WHAT YOU NEED TO DO - Output, please, every line from the line that holds "the dog's fur" to the end, exactly as written.

RECORDS PROVIDED -
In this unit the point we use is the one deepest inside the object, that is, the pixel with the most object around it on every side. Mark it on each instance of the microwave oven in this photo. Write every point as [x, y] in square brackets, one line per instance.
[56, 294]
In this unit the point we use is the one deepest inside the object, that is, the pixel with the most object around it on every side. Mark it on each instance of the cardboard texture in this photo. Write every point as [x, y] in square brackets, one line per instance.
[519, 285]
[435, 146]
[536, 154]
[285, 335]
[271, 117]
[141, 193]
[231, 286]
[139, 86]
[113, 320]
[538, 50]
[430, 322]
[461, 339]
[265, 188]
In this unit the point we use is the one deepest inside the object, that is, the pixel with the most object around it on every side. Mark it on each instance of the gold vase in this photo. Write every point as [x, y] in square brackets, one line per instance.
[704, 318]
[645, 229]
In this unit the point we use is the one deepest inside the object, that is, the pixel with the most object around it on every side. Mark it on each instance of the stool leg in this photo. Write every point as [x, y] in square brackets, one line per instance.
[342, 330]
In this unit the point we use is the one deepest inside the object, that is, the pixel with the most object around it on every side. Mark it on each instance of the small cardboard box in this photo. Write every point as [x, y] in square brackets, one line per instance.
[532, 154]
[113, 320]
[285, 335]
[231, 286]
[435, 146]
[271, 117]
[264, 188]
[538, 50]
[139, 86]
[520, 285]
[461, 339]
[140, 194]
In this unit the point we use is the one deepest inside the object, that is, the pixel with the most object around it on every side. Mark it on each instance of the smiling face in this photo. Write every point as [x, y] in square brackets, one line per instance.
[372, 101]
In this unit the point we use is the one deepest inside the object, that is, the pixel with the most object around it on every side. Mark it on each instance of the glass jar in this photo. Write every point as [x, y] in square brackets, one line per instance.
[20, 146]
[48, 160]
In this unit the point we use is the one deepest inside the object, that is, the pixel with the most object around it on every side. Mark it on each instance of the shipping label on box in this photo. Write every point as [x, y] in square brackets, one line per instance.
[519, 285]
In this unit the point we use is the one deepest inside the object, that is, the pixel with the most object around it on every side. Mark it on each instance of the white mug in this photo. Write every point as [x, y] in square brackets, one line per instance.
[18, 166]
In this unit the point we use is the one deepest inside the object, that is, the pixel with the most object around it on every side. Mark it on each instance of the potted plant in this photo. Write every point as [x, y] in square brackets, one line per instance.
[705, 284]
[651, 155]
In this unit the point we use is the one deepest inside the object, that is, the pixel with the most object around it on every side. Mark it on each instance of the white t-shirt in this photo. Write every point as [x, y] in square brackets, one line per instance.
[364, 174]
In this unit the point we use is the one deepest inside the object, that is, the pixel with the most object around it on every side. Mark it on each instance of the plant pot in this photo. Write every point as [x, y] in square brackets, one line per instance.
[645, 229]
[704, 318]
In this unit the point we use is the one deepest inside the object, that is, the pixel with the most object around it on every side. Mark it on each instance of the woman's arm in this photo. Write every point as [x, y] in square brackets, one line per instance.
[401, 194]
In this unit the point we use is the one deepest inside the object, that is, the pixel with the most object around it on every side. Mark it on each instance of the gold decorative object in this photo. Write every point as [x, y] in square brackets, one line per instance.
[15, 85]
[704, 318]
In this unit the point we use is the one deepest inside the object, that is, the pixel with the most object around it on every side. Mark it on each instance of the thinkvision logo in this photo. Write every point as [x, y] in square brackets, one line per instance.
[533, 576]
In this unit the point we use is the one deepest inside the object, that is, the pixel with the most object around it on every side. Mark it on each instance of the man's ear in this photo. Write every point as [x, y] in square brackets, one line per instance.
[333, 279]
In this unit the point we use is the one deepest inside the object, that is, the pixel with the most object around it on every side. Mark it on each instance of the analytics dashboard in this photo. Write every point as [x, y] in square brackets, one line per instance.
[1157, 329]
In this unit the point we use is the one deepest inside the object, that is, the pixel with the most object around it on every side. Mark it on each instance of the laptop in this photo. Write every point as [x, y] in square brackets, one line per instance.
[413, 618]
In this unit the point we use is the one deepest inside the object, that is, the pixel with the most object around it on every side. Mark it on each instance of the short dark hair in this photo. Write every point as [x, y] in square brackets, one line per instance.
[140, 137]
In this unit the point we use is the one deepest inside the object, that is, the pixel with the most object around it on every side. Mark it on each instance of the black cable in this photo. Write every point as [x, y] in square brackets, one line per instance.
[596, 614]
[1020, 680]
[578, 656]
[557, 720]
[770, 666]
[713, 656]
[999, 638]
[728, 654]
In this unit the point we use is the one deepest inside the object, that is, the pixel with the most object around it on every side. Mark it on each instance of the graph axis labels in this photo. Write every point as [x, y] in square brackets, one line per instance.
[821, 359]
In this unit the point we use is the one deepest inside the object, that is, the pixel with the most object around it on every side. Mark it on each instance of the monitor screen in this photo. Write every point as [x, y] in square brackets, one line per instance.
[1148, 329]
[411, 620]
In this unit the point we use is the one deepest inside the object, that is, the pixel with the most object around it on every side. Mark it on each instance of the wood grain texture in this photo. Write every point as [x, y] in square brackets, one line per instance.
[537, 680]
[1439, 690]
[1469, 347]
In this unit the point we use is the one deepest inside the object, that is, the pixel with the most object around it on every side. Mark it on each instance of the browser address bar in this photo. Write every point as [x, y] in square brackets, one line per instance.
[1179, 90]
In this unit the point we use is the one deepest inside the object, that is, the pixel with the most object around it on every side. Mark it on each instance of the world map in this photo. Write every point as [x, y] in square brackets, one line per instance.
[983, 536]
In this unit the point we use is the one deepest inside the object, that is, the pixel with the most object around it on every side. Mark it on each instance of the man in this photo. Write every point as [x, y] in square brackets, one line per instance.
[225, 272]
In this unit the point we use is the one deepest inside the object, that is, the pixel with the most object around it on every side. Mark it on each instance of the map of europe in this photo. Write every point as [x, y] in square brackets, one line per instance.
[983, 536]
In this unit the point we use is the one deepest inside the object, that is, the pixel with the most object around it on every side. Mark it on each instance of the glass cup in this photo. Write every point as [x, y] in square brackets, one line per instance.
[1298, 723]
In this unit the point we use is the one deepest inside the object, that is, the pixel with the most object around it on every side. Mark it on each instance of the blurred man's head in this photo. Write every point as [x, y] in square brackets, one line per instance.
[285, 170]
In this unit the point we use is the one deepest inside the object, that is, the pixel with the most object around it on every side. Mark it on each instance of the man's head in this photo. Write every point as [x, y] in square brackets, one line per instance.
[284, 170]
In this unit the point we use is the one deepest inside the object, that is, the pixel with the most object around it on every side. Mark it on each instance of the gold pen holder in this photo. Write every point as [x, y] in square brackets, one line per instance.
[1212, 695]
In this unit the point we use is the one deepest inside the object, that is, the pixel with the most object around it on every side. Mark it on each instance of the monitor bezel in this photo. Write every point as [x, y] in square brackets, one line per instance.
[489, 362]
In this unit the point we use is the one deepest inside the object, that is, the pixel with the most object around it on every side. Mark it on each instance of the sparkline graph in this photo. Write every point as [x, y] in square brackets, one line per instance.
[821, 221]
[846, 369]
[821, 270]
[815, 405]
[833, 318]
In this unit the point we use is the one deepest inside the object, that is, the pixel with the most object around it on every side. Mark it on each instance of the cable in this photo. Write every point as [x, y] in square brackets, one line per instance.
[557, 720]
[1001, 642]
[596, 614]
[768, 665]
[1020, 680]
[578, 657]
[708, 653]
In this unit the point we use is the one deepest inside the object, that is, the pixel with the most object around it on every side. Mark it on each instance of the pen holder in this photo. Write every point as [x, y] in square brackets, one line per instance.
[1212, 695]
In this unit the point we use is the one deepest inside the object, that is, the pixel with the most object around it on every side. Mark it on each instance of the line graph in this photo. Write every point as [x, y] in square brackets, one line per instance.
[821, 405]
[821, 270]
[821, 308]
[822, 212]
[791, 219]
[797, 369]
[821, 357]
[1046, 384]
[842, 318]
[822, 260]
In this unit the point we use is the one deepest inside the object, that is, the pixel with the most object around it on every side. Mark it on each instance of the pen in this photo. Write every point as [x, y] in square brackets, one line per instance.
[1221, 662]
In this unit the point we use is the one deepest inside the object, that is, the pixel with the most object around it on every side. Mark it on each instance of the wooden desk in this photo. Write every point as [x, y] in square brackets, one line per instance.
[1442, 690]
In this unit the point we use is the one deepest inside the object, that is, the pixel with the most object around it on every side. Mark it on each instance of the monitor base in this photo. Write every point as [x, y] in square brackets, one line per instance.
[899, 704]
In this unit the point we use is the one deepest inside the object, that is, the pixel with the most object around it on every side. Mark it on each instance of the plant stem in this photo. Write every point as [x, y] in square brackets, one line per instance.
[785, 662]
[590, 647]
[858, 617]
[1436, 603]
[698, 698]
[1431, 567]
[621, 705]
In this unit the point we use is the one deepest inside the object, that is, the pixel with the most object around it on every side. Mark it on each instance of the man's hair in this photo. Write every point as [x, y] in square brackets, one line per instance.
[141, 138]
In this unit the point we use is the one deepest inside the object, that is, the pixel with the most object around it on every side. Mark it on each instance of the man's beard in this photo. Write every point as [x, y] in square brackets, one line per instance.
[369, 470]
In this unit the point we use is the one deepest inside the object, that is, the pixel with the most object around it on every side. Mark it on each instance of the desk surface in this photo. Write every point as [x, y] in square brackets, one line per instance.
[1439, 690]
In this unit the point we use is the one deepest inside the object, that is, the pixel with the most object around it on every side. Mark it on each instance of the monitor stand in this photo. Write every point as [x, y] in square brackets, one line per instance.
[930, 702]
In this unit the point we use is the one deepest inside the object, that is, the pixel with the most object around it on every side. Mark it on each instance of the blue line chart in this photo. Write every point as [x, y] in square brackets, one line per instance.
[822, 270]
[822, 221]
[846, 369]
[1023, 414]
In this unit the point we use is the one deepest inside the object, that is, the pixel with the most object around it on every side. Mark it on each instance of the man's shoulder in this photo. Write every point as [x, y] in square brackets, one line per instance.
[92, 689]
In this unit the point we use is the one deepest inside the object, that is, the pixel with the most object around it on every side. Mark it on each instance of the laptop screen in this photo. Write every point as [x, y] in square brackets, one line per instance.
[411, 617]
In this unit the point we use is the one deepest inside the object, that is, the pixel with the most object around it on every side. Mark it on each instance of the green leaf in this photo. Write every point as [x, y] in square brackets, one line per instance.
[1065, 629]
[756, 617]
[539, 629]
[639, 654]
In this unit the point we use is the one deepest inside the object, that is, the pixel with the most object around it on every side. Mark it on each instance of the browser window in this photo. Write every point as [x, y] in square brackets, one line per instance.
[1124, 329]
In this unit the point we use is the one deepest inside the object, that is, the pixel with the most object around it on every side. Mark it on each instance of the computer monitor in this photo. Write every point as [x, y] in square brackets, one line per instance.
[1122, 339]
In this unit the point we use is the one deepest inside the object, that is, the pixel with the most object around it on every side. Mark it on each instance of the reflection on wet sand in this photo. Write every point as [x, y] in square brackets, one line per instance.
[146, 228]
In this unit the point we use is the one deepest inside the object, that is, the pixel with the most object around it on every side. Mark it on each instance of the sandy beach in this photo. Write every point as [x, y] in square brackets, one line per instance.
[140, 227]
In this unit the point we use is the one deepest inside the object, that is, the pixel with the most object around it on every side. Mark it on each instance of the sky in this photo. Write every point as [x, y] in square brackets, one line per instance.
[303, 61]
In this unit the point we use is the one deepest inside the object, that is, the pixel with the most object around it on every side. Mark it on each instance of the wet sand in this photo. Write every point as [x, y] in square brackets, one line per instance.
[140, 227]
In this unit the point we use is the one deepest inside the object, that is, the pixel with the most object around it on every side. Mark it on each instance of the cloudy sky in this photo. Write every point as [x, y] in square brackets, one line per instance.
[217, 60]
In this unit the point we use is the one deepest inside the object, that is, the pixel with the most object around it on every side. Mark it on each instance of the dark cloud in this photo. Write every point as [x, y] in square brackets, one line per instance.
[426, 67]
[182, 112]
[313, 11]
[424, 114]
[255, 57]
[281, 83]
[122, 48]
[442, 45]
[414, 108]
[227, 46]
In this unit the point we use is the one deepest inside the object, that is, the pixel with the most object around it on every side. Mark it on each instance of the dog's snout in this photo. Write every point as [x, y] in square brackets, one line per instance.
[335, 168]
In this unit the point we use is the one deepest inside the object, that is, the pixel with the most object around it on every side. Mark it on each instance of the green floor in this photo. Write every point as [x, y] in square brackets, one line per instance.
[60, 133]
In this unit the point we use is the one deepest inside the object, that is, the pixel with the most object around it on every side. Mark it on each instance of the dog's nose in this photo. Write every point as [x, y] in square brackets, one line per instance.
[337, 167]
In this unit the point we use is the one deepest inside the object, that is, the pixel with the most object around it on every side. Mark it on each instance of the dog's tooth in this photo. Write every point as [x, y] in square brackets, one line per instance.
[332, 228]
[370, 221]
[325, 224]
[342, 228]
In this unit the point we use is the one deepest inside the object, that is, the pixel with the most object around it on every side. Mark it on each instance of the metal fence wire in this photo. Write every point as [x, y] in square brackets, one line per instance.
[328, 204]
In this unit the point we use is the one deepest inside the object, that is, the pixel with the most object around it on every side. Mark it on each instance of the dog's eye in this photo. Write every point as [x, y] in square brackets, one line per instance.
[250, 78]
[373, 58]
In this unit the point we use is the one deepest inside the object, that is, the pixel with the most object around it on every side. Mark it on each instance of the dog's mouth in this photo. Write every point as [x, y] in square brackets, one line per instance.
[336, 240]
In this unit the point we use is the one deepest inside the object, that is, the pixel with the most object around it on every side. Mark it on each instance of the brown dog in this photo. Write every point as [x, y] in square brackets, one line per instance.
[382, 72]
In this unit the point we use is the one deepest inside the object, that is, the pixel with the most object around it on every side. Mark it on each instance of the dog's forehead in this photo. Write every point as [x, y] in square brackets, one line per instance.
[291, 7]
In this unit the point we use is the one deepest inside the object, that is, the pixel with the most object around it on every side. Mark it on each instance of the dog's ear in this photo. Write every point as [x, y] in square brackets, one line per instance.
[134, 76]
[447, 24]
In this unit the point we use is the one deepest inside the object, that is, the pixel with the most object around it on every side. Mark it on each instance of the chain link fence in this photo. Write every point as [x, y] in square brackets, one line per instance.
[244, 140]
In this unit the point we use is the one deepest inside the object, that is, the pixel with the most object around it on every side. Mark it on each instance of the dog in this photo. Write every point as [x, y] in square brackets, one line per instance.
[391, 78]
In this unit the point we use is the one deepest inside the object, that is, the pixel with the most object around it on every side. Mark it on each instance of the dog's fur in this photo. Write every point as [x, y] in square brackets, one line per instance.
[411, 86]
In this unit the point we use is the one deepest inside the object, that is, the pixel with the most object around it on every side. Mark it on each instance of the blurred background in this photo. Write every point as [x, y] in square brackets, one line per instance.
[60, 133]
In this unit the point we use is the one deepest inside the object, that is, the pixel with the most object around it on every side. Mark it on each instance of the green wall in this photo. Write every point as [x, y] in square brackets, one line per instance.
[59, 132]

OUTPUT FOR THIS TASK -
In this unit the point we use is the one deepest inside the object, that is, the pixel with the most object around it on every side. Mark it on each instance of the dog's fur in this photo. Write every point as [x, y] in square brackets, one line per instance.
[411, 86]
In this unit the point we use is the one deepest inside the object, that is, the pixel with the most object around it on every side. Mark it on each instance of the blurred background in this photo. Write every point as [x, y] in square brackets, one line per instance.
[60, 133]
In this unit the point we use is the one deepest inside the object, that is, the pixel with the most object around it on every side. Mark it on each instance of the green wall in this photo. Write every point as [x, y] in square brackets, one line per instance.
[59, 132]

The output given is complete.